• 简短问题 A: 请把这篇网页抓取帖子中从“我已经检查了变量,并且正在获取值。”一直到“('href')获取href有什么问题?”的部分重新写出，并将其中的“变量”替换为“参数”。

+---+

【发布时间】:2021-12-27 19:22:14
【问题描述】:
我正在使用网络抓取,首先收集总页数。我已经测试了我为另一个网站制作的代码,但是在获取下一页链接 (href) 时遇到问题。
代码如下:
from urllib.parse import urljoin
from bs4 import BeautifulSoup
import requests
userName = 'brendanm1975' # just for testing
headers = {'User-Agent': 'Mozilla/5.0 (Macintosh; Intel Mac OS X 10_11_6) AppleWebKit/537.36 (KHTML, like Gecko) Chrome/61.0.3163.100 Safari/537.36'}
pages = []
with requests.Session() as session:
page_number = 1
url = "https://www.last.fm/user/"+userName+"/library/artists?page="
while True:
response = session.get(url, headers=headers)
soup = BeautifulSoup(response.content, 'html.parser')
pages.append(url)
next_link = soup.find("li", class_="pagination-next")
if next_link is None:
break
url = urljoin(url, next_link["href"])
page_number += 1
如您所见,此站点的 href 将链接显示为“?page=2”,这不允许我获取其内容 (https://www.last.fm/user/brendanm1975/library/artists?page=2)。
我已经检查了变量,并且正在获取值。
print(url) # output: https://www.last.fm/user/brendanm1975/library/artists?page=
next_link.find('a').get('href') # output: '?page=2'
有谁知道如何解决这个问题?
【问题讨论】:
-
也许改用他们的API?
-
通过
next_link.find('a').get('href')获取href有什么问题?
标签: python web-scraping python-requests

+---+

• 简短问题 B: 请原样重复下面清单中从开头一直到包含“[(32, 121)]”的那一行为止的全部内容，首尾两行都包括在内。

[位置识别记录]
+---+

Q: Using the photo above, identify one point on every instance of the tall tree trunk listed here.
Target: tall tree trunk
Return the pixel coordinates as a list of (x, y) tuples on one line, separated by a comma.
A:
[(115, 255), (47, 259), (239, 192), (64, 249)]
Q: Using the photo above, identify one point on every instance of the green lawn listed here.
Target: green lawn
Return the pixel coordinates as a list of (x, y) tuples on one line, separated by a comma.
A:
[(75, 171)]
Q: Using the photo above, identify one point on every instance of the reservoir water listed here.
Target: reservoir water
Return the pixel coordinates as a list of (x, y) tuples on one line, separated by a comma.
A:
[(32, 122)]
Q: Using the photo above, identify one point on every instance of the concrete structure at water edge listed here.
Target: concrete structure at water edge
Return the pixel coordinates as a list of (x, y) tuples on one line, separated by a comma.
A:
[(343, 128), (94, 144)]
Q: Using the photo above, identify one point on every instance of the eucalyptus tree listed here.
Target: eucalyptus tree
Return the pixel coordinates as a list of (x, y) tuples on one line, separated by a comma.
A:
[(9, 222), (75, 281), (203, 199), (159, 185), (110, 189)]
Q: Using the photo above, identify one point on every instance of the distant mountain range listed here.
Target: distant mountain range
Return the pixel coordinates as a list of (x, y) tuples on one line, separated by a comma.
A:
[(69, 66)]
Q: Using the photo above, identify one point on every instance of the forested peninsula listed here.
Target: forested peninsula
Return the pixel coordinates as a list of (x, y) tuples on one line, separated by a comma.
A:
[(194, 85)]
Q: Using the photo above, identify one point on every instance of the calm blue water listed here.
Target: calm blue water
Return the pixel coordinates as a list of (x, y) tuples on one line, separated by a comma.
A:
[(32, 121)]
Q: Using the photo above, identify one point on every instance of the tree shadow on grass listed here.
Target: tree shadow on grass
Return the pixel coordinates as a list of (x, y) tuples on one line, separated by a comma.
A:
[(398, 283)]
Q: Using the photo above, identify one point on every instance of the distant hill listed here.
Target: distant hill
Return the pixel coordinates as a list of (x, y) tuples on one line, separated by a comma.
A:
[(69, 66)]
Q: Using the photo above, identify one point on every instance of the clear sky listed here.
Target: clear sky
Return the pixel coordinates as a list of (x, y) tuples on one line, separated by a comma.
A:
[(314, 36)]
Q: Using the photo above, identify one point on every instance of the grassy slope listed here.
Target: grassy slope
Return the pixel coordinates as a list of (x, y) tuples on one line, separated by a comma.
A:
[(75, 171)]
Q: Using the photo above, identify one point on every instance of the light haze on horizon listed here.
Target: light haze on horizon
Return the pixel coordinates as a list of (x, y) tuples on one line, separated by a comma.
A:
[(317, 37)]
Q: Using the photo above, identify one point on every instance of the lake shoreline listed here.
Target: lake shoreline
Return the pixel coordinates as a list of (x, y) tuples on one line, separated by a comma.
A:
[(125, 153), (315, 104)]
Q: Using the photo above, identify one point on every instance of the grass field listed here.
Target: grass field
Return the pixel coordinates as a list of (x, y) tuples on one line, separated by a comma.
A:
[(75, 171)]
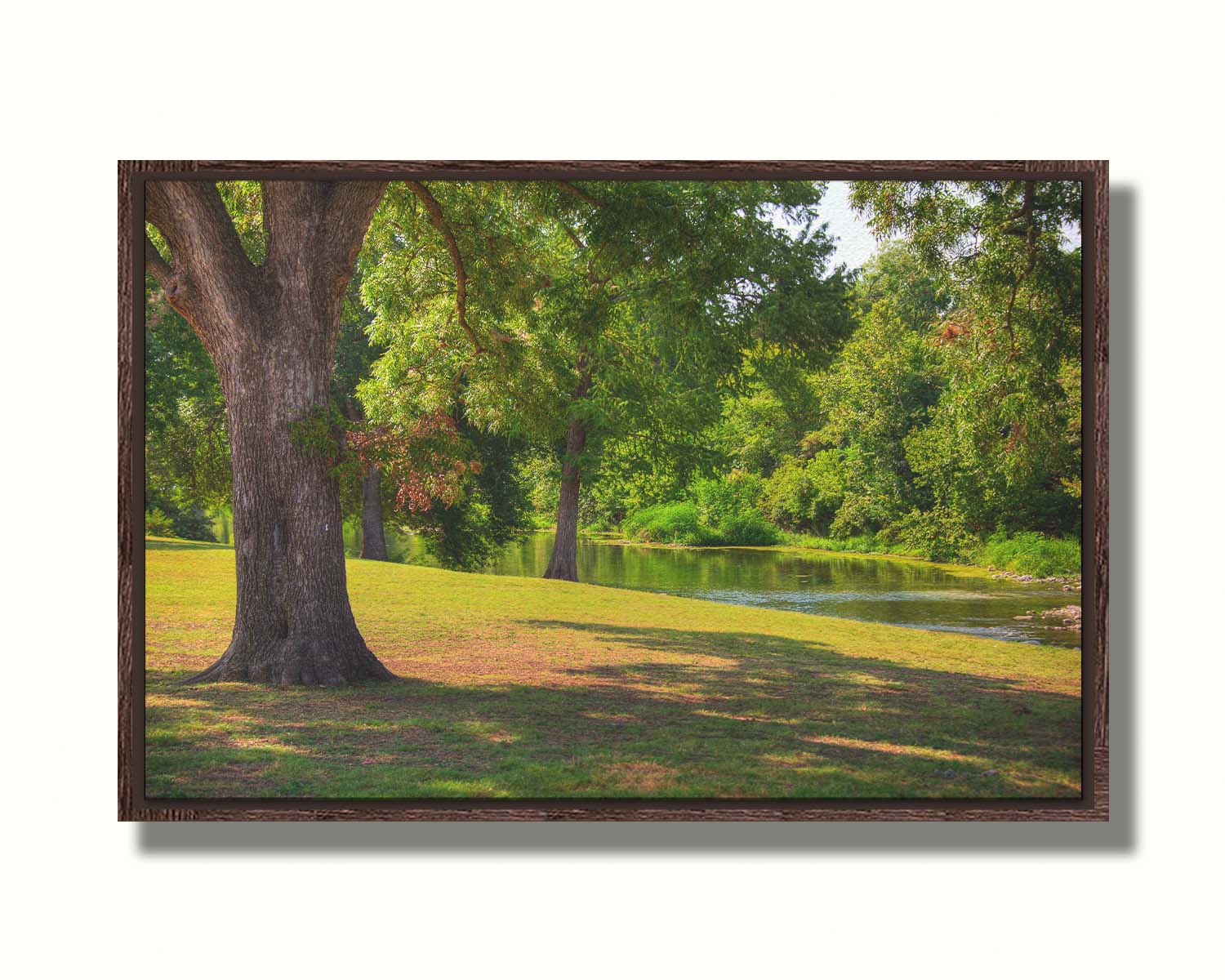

+---+

• 完整输出 A:
我已经检查了参数,并且正在获取值。
print(url) # output: https://www.last.fm/user/brendanm1975/library/artists?page=
next_link.find('a').get('href') # output: '?page=2'
有谁知道如何解决这个问题?
【问题讨论】:
-
也许改用他们的API?
-
通过
next_link.find('a').get('href')获取href有什么问题?

• 完整输出 B:
Q: Using the photo above, identify one point on every instance of the tall tree trunk listed here.
Target: tall tree trunk
Return the pixel coordinates as a list of (x, y) tuples on one line, separated by a comma.
A:
[(115, 255), (47, 259), (239, 192), (64, 249)]
Q: Using the photo above, identify one point on every instance of the green lawn listed here.
Target: green lawn
Return the pixel coordinates as a list of (x, y) tuples on one line, separated by a comma.
A:
[(75, 171)]
Q: Using the photo above, identify one point on every instance of the reservoir water listed here.
Target: reservoir water
Return the pixel coordinates as a list of (x, y) tuples on one line, separated by a comma.
A:
[(32, 122)]
Q: Using the photo above, identify one point on every instance of the concrete structure at water edge listed here.
Target: concrete structure at water edge
Return the pixel coordinates as a list of (x, y) tuples on one line, separated by a comma.
A:
[(343, 128), (94, 144)]
Q: Using the photo above, identify one point on every instance of the eucalyptus tree listed here.
Target: eucalyptus tree
Return the pixel coordinates as a list of (x, y) tuples on one line, separated by a comma.
A:
[(9, 222), (75, 281), (203, 199), (159, 185), (110, 189)]
Q: Using the photo above, identify one point on every instance of the distant mountain range listed here.
Target: distant mountain range
Return the pixel coordinates as a list of (x, y) tuples on one line, separated by a comma.
A:
[(69, 66)]
Q: Using the photo above, identify one point on every instance of the forested peninsula listed here.
Target: forested peninsula
Return the pixel coordinates as a list of (x, y) tuples on one line, separated by a comma.
A:
[(194, 85)]
Q: Using the photo above, identify one point on every instance of the calm blue water listed here.
Target: calm blue water
Return the pixel coordinates as a list of (x, y) tuples on one line, separated by a comma.
A:
[(32, 121)]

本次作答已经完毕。